#### RECORD EXCERPTS:
----
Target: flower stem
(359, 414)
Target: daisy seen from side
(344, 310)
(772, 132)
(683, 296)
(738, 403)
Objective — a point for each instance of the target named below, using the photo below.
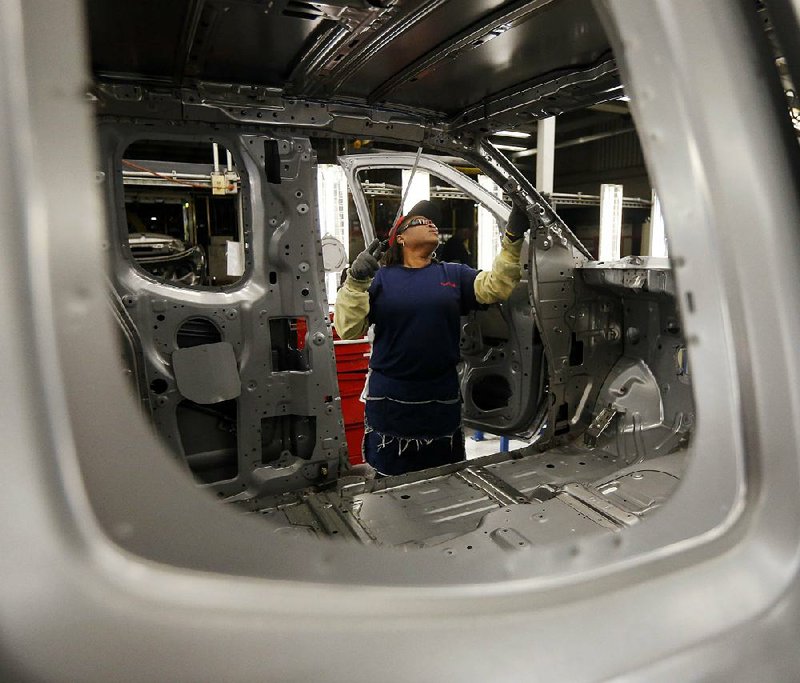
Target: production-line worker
----
#### TASK:
Format the stretch from the row containing "Objective — a" through the end of the rows as a Markdown table with columns Num and Text, one numbered entry per line, with blank lines and the picture left out.

#### ANSWER:
| Num | Text |
|---|---|
| 1 | Objective — a point for each instance of the target named below, using the photo below. |
| 2 | Target: production-line worker |